- **DOCUMENT**:
==============================
2) Feelings of inferiority
The Queen, although only three years older than Jackie, has begun to feel her age, and women are very sensitive in this respect. Moreover she isn’t nearly as well-educated as Jackie, who has studied at the Sorbonne and, unlike Elizabeth, is interested in literature and the Arts. Somewhat of a polyglot, Jackie is fluent in French and also has some Spanish, Italian and German.
3) Male insensitivity
The Queen’s husband Philip, like everyone else in the palace and the government, is very interested in meeting Mrs. Kennedy when she and the President come to visit Buckingham Palace. This interest, combined with Philip’s insistence on sitting next to the First Lady, Elizabeth finds very irritating. After meeting Jackie he not only praises her to his wife, which is bad enough, but he wants to give her a tour of the palace. That’s too much for Elizabeth; she pulls ranks and tells him “No. It’s my house. So I’ll do it.”
4) A change of heart
The Queen tells her sister Margaret that though she’d been all set to loathe Mrs. Kennedy (for all the obvious reasons), she ended up liking her very much. Elizabeth found herself “utterly charmed” on learning that Jackie is a shy person who hates the limelight and feels most at home with animals—just like the Queen herself.
5) Taking revenge by making mischief
Margaret, still smarting from Elizabeth’s refusal to let her marry the man she loves, informs her that “your new best friend” said some things that “did seem a little unkind.” Her source was Patrick Plunket, a mutual friend who overheard some of Jackie’s unflattering comments at her sister’s private dinner party.
6) The instinctive need many women have to hear what other women have said about them, even when it’s hurtful
Elizabeth forces Patrick, the one who passed on Jackie’s comments to Margaret, to reveal what Jackie said at the dinner party. He reluctantly complies and tells Elizabeth that Jackie compared Buckingham Palace to a neglected provincial hotel. After a pregnant pause, sensing there is worse to come, she asks Patrick, “And did she have anything to say about me?” Even more reluctantly Patrick reports what he overheard Jackie say. Elizabeth is deeply and justifiably hurt.
7) A humiliating experience of failure
Elizabeth, wanting to compete with Jackie’s triumph in Paris, goes to Ghana (against the wishes of the government and without Philip’s support) to try to keep the newly independent African state and member of the Commonwealth in the Western orbit and away from the Russians. She eventually pulls it off by allowing herself to be photographed dancing with Ghana’s socialist leader, Kwame Nkrumah, but not before experiencing the humiliation of apparent failure when Prime Minister Macmillan phones to tell her, “It appears Nkrumah has been playing us all off against one another. I’m afraid you’ve been used, Ma’am. Just as we’d feared.”
8) A sincere apology
When Jackie learns that her disparaging comments about Buckingham Palace and the Queen have got back to Elizabeth, she’s distraught and decides that she has to apologize to the Queen personally. Now how often in film or in popular entertainment do we ever see one person sincerely apologizing to another? Unless it’s a stiff or perfunctory apology, almost never! The apology scene brings out another dramatically interesting phenomenon, namely that it’s also hard for the person receiving the apology to accept it gracefully.
==============================
- **RECORDED DATA**:
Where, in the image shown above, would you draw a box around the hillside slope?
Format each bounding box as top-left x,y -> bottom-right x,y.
==============================
Please copy the passage about the Queen and Jackie Kennedy word for word, starting at "8) A sincere" and ending at "accept it gracefully.". The material is separate from the passage about the Queen and Jackie Kennedy.

8) A sincere apology
When Jackie learns that her disparaging comments about Buckingham Palace and the Queen have got back to Elizabeth, she’s distraught and decides that she has to apologize to the Queen personally. Now how often in film or in popular entertainment do we ever see one person sincerely apologizing to another? Unless it’s a stiff or perfunctory apology, almost never! The apology scene brings out another dramatically interesting phenomenon, namely that it’s also hard for the person receiving the apology to accept it gracefully.